*MATERIAL SHOWN*.
━━━
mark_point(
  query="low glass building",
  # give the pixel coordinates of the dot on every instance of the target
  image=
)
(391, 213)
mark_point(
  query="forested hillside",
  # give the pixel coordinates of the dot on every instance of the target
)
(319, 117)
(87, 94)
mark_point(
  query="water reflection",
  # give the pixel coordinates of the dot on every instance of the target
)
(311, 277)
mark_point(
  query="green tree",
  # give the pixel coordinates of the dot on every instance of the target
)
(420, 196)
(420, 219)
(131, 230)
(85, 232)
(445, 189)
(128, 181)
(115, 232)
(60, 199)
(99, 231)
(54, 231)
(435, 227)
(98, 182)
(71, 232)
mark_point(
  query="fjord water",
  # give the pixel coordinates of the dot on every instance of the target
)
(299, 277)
━━━
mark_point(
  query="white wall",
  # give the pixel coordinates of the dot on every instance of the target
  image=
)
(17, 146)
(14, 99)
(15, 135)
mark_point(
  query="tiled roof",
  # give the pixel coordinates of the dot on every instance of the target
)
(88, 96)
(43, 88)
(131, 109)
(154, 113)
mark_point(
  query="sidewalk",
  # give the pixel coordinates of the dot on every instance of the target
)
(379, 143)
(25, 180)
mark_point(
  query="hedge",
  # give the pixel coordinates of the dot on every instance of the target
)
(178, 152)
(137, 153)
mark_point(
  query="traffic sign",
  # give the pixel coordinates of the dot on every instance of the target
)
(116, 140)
━━━
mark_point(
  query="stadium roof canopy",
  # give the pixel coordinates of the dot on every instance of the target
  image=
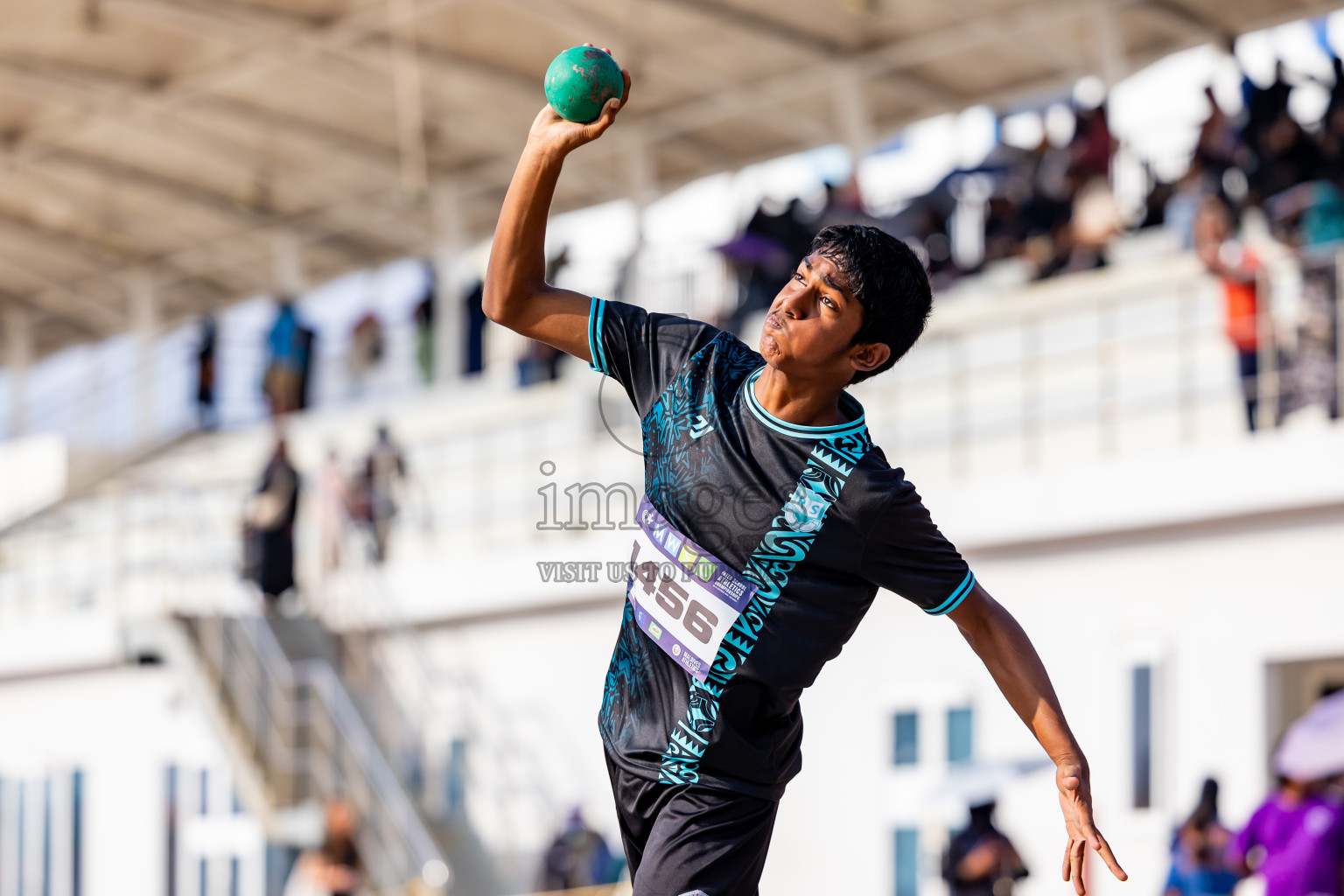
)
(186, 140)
━━━
*WHAT YOU NEED TO DO*.
Pick out and copy every line in the blocks above that contains the word "water". Case counts.

*EXERCISE SOLUTION*.
  query="water reflection",
  query="fjord water",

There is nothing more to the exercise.